**** Excerpted data ****

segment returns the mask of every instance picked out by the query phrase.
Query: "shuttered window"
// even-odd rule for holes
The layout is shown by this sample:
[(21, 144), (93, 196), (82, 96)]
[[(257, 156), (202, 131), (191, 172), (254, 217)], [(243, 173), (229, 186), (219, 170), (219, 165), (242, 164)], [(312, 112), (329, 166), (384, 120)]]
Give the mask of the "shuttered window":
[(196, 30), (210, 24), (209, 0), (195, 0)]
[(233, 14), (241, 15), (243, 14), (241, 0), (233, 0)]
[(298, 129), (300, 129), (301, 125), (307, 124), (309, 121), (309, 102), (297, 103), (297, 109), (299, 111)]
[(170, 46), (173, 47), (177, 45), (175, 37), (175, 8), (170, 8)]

****
**** Excerpted data ****

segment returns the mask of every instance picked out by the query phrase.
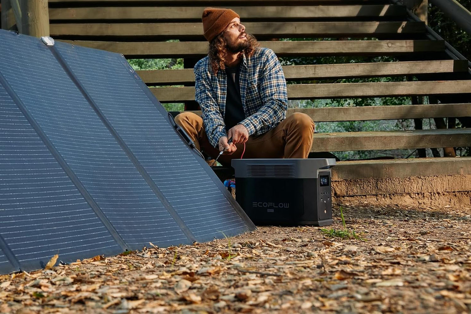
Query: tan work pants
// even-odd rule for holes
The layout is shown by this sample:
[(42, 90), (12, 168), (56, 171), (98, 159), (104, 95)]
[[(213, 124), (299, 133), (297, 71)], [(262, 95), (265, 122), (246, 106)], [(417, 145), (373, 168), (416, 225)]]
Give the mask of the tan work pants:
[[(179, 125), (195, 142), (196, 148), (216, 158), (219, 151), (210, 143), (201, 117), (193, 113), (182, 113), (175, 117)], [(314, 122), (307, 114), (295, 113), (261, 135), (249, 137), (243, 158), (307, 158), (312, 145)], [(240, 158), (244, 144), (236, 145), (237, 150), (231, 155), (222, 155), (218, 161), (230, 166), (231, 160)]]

****
**** Excerpted data ****

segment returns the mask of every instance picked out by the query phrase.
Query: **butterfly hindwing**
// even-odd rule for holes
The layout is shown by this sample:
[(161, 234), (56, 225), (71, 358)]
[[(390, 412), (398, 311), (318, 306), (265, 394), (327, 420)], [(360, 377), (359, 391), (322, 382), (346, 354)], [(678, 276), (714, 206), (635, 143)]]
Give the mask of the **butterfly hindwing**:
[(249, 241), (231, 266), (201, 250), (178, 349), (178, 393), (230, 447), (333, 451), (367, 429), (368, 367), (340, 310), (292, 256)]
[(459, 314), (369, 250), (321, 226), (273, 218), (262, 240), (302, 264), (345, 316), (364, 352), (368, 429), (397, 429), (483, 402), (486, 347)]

****

Find every line in the listing above that contains the word "work", and copy each of those lines.

» The answer
Query: tan work pants
Give the mask of the tan work pants:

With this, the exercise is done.